Work to complete
From the opening question of the baseball and trading text, list every aspect of baseball it names.

Reading passage
Apr

24

How many things are there in baseball, the swings, the runs, the cycles, the signals, the deception, the consistencies, the standings, the All Stars, et. al., that are directly relevant to trading and could make us better?

Allen Gillespie replies:

I grew up a Braves fan and unfortunately after watching them win many pennants but only one World Series over a decade of dominance I can say this: there is a significant difference between championship teams and good regular season teams.

This is andedotal, but their one champion team I think won close to 30 games in the 9th innings. Spec lesson: never give up, keep it tight, and focus in the clutch. 2) The Braves have always had deep pitching — which helps in the regular season, but in the playoffs things change as teams shorten rotations, and so the Braves were always a bat or two short in the playoffs. Spec lesson: play the late months (Nov, Dec) — more offensively than the long season months. 3) Champions, even when they loose during the season, rarely get blown out because there is too much pride. While I have never been a Yankees fan, Derek Jeater did earn my appreciation when I saw him in some meaningless game during the season hustle to catach a fly while crashing into the stands on the 3rd base line and busting up his face a little to make an out.

Tim Melvin expatiates:

First, it is a long season. Although you have to play to win every day, no team ever has. Winning 100 out of 162 is considered a mark of greatness. A trader who wins 60% of the time day in and day out will probably also reach greatness. There will be losing days in the market as well. Shrug them off and learn from them. There is another game tomorrow.

Source data

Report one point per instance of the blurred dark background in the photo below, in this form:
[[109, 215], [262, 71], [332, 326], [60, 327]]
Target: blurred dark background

Exercise solution
swings, runs, cycles, signals, deception, consistencies, standings, All Stars